-- Seitenauszug --
Für ihre Arbeit „Flüchtige Begegnung“ hat Kristin Maria Hachenberg auf der Biennale in Venedig und auf einer Karlsruher Kunstmesse unter den Stellwänden hindurch die Beine der Besucher fotografiert. Foto: Susanne Müller-Baji

In den Fotoarbeiten von Kristin Maria Hachenberg ist fast nichts so, wie es scheint. Von Donnerstag an sind einige ihrer Werke im Bezirksrathaus Weilimdorf zu sehen.

Weilimdorf - Was erst einmal im Foto festhalten ist, ist beweisbar und greifbar und real. Wirklich? Die neue Ausstellung im Weilimdorfer Bezirksrathaus straft diese Annahme Lügen: Hier gibt es montierte Spiegelungen und echte Reflexionen, Schatten und Schemen – und fast nichts ist so, wie es scheint. Fotokünstlerin Kristin Maria Hachenberg und ihre Beobachtungsgabe machen es möglich.

Was sieht man, wenn man aus dem Fenster sieht? Die Antwort ist gar nicht so eindeutig: Dämmert es draußen schon, dann erblickt man auch sein eigenes Spiegelbild und die des Raumes sowie Reflexionen von etwaigen anderen Fenstern hinter einem. Und alles überlagert das, was man draußen eigentlich zu sehen gehofft hatte. Ein Teil der Fotoarbeiten, die Kristin Maria Hachenberg nun unter der Überschrift „Real – Surreal“ in den Weilemer Amtsfluren präsentiert, basiert auf diesem Prinzip und die Ausstellungsbesucher müssen schon ganz genau hinschauen, um den unterschiedlichen bildnerischen Ebenen auf die Schliche zu kommen.

-- Arbeitsauftrag 1 --
Schreibe aus dem Seitenauszug die Stelle von „In den Fotoarbeiten“ bis „machen es möglich.“ wortgetreu ab.
-- Arbeitsauftrag 2 --
Zähle auf, was es laut Seitenauszug in der neuen Ausstellung im Weilimdorfer Bezirksrathaus gibt.
Die Datensätze braucht man dafür nicht.

-- Extrahierte Datensätze --
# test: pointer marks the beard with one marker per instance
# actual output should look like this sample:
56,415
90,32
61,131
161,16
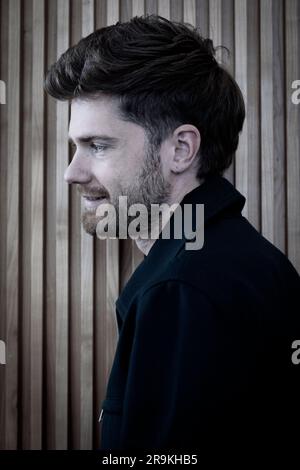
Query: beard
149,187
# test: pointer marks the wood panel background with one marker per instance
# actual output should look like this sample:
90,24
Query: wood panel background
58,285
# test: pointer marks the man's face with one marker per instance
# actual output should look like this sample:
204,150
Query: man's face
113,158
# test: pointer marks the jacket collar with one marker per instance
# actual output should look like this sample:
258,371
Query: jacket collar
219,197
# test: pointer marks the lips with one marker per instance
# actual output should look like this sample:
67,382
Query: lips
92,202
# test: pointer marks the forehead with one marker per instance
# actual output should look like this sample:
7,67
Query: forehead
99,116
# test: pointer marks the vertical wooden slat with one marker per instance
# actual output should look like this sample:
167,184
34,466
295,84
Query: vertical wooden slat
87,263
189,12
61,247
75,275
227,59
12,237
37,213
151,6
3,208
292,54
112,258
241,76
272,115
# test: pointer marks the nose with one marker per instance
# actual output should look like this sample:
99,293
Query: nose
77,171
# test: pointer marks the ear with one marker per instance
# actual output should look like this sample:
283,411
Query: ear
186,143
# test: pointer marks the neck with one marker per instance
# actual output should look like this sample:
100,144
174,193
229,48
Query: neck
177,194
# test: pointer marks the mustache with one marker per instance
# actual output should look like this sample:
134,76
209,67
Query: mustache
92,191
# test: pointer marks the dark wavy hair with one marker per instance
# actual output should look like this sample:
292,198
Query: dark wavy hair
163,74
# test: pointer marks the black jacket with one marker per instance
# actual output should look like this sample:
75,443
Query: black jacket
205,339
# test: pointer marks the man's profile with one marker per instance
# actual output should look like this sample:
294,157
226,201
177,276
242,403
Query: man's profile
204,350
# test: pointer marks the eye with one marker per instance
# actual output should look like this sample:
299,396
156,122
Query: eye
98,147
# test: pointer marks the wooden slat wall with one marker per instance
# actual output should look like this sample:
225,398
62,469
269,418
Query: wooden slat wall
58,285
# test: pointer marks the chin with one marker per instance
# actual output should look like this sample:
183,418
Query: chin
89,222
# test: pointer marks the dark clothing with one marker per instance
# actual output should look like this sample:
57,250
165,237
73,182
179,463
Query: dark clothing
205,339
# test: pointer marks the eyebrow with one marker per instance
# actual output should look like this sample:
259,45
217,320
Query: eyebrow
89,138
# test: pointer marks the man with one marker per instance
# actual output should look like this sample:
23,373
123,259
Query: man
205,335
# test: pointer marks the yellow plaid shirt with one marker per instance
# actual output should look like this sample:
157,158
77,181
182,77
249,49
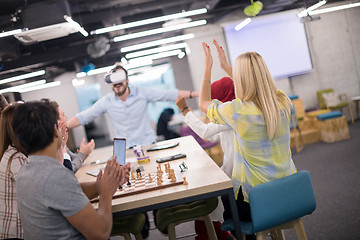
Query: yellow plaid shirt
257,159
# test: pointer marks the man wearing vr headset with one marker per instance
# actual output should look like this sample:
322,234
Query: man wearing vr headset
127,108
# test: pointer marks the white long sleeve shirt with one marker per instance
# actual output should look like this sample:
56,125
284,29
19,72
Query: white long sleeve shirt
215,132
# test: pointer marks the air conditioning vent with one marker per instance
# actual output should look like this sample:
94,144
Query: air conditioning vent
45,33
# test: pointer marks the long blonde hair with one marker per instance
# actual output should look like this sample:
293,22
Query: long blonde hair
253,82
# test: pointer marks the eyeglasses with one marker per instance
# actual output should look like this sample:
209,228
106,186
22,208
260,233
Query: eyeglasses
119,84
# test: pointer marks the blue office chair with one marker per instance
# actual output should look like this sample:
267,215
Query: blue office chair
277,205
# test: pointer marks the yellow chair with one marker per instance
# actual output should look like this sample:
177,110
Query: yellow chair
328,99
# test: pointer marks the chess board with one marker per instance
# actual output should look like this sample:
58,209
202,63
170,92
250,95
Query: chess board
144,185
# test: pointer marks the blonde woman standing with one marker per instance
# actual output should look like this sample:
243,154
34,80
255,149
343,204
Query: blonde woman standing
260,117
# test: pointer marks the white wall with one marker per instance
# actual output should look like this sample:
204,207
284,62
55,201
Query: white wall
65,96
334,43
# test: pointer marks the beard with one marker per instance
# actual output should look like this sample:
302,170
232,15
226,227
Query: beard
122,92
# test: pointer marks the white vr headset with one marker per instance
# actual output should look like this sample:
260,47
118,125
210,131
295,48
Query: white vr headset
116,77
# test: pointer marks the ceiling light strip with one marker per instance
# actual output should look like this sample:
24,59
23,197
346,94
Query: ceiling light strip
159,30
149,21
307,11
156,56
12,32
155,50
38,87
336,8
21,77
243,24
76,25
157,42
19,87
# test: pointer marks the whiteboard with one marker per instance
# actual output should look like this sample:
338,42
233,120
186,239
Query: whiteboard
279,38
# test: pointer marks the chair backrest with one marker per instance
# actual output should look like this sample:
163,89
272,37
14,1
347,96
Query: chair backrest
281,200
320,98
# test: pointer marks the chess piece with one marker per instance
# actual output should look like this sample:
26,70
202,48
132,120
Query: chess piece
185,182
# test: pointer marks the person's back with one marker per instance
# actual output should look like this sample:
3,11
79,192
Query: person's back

-- Ausgabe 1 --
In den Fotoarbeiten von Kristin Maria Hachenberg ist fast nichts so, wie es scheint. Von Donnerstag an sind einige ihrer Werke im Bezirksrathaus Weilimdorf zu sehen.

Weilimdorf - Was erst einmal im Foto festhalten ist, ist beweisbar und greifbar und real. Wirklich? Die neue Ausstellung im Weilimdorfer Bezirksrathaus straft diese Annahme Lügen: Hier gibt es montierte Spiegelungen und echte Reflexionen, Schatten und Schemen – und fast nichts ist so, wie es scheint. Fotokünstlerin Kristin Maria Hachenberg und ihre Beobachtungsgabe machen es möglich.

-- Ausgabe 2 --
montierte Spiegelungen, echte Reflexionen, Schatten, Schemen